INSTRUCTIONS TO FOLLOW:
How many lines in the records below contain the string "post", matching case exactly? Give only the number.

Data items

::::

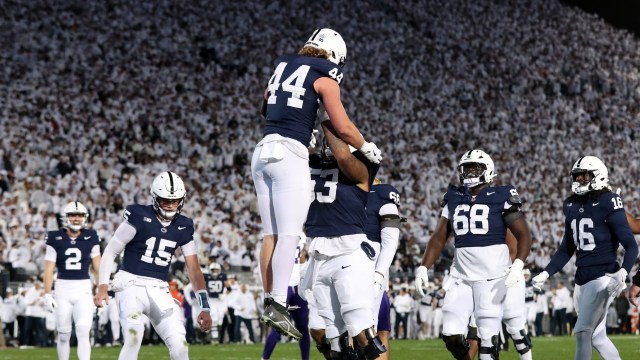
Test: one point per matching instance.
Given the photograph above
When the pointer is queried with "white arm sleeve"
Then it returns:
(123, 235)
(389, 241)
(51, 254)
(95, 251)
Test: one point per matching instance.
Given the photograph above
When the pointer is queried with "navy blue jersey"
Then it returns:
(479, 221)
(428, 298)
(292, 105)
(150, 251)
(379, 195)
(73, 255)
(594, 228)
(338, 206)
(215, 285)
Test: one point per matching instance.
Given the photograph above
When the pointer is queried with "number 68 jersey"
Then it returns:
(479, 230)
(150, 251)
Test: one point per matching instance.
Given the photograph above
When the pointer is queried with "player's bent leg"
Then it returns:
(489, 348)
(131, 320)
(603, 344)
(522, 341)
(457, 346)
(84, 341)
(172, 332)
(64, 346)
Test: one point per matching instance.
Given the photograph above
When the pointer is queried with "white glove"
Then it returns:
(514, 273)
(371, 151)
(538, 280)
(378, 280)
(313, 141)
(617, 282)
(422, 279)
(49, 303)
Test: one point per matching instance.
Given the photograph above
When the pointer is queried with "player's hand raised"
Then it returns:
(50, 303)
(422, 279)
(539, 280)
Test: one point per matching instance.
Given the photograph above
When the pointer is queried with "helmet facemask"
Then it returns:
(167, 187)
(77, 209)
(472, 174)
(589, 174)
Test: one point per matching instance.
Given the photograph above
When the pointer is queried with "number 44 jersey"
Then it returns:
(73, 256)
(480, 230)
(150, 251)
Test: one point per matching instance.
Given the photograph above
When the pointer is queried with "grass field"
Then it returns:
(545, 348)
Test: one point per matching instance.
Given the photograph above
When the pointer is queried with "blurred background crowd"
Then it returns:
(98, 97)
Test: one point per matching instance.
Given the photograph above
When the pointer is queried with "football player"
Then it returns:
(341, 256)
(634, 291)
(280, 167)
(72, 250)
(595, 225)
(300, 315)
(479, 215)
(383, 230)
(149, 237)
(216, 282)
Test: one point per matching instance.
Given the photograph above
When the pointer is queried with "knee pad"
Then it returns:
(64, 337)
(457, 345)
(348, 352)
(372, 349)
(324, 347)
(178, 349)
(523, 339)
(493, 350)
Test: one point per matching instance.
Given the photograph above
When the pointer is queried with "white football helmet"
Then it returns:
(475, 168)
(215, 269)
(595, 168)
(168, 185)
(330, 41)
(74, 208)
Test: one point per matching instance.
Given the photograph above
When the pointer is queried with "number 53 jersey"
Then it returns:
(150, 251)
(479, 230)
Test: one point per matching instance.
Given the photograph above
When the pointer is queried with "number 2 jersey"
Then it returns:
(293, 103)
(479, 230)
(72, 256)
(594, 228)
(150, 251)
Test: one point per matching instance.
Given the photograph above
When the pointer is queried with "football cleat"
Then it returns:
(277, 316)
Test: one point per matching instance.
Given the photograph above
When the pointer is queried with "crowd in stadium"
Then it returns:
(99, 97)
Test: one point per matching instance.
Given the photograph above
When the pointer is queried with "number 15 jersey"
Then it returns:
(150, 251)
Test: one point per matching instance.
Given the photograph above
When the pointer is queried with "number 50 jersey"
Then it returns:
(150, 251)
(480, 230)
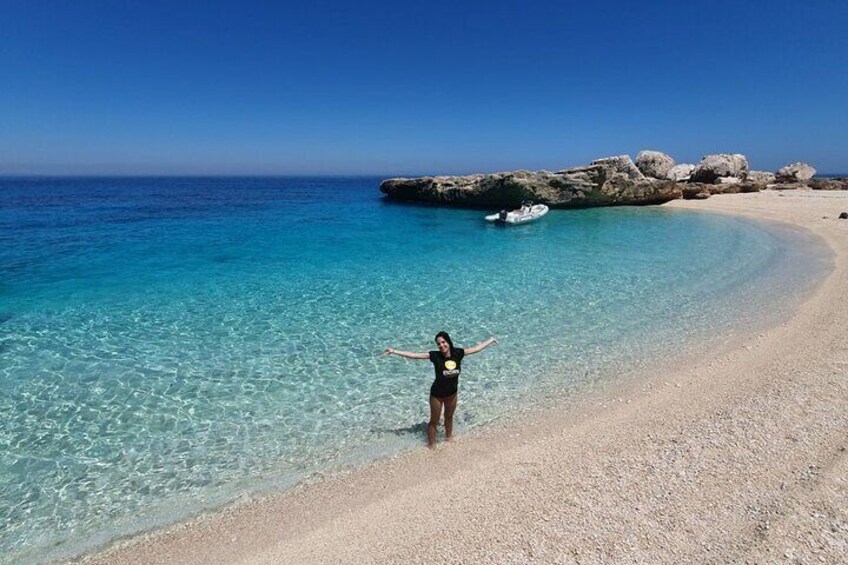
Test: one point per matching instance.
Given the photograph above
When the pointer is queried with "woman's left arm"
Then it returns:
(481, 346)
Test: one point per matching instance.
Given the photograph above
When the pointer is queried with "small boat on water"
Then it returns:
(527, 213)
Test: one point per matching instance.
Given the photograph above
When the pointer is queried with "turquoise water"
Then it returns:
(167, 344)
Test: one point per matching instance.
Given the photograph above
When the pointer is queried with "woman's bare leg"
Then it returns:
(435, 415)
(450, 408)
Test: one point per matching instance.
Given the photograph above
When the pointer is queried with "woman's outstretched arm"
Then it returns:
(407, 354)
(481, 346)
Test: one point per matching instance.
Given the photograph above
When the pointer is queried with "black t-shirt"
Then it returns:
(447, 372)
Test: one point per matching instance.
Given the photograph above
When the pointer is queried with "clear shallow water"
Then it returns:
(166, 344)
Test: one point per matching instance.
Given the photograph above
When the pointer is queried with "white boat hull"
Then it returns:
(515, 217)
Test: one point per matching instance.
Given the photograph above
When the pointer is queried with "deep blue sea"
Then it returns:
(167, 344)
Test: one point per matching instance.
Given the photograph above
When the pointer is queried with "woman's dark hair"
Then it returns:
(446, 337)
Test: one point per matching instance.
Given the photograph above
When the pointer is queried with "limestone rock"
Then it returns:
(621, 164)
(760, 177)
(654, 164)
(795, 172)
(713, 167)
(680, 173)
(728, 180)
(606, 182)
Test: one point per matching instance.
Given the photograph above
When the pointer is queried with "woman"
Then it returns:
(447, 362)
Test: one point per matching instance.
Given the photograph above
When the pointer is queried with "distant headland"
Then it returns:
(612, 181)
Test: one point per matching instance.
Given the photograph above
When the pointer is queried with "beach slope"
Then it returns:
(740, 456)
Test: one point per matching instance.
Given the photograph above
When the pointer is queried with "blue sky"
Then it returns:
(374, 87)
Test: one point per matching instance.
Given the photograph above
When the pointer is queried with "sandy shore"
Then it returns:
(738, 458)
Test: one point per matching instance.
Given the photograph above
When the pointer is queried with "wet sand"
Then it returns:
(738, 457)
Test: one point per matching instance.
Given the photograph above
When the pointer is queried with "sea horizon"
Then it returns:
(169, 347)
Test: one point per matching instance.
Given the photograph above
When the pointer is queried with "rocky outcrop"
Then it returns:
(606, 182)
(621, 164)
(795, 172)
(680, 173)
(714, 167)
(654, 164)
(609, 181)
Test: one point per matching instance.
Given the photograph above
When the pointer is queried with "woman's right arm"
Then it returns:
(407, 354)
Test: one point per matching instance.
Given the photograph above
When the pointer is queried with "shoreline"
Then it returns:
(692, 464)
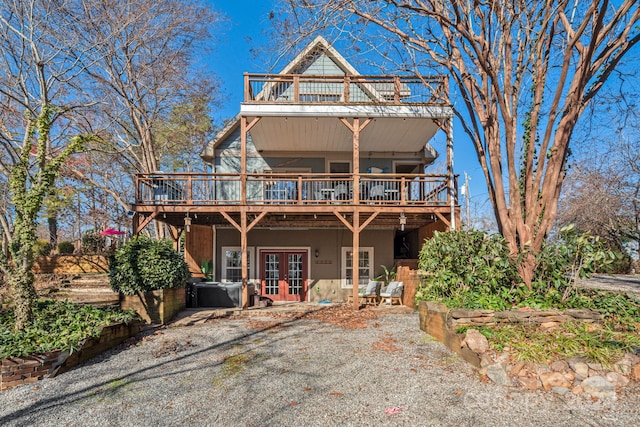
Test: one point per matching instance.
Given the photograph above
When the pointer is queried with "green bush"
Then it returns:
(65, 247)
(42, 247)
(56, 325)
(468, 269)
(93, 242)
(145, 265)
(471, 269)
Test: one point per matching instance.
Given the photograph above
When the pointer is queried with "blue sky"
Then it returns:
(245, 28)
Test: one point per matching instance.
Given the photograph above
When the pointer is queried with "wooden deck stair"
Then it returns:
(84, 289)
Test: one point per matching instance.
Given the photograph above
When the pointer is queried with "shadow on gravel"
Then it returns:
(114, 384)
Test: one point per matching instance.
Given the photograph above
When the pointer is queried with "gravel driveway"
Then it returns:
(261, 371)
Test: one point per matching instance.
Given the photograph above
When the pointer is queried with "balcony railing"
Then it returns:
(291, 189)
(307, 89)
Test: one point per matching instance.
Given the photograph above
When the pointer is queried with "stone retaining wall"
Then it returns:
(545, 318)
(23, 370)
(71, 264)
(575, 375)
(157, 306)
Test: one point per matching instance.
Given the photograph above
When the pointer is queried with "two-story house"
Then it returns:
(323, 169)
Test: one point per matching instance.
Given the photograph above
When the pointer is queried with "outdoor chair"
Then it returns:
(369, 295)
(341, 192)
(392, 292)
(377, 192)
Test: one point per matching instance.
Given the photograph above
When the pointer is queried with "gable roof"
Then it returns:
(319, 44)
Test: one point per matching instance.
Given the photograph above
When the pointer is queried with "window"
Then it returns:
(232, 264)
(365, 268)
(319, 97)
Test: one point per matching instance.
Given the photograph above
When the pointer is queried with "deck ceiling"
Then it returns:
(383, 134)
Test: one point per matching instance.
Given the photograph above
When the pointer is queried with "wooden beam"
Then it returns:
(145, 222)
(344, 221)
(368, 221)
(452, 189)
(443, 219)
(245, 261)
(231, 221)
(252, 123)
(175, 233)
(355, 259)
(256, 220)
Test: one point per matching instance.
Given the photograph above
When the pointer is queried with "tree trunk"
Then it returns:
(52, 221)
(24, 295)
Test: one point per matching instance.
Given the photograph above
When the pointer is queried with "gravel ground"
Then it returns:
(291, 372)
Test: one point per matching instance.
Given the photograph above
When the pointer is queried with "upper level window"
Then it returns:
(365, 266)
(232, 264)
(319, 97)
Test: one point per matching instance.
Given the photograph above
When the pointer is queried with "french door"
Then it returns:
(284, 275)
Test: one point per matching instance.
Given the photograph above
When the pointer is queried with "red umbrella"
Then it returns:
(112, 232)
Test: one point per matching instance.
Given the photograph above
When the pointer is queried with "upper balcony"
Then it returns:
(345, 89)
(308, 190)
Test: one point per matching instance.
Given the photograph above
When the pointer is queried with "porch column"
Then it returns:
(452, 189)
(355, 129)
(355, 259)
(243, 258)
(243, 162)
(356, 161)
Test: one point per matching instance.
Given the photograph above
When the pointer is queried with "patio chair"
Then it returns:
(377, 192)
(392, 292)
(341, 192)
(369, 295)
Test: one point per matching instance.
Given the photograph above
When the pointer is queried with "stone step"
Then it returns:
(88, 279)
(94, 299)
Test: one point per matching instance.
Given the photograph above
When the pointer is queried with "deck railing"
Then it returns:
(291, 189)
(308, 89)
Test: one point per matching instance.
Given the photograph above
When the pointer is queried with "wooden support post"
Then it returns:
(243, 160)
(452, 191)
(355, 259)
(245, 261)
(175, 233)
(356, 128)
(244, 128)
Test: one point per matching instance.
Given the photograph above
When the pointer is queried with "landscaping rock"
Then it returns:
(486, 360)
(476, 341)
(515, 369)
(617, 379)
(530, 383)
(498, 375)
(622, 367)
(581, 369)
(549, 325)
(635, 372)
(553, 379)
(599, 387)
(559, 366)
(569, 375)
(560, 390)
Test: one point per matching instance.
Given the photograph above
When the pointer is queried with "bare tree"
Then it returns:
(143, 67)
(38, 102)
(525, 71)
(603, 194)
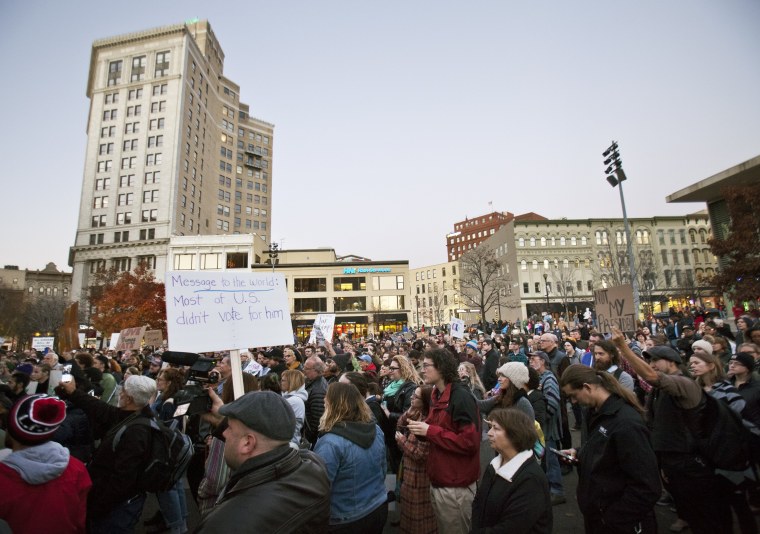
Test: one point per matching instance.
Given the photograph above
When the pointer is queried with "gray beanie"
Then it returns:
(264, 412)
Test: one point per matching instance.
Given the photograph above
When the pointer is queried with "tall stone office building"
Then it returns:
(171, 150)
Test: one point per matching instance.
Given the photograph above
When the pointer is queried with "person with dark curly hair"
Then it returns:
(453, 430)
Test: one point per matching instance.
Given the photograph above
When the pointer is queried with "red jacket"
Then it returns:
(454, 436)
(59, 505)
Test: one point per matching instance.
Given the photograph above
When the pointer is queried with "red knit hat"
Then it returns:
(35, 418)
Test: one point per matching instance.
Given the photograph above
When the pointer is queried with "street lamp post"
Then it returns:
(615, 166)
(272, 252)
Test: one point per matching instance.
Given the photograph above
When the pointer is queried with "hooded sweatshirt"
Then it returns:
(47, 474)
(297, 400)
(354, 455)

::::

THE RESULT:
2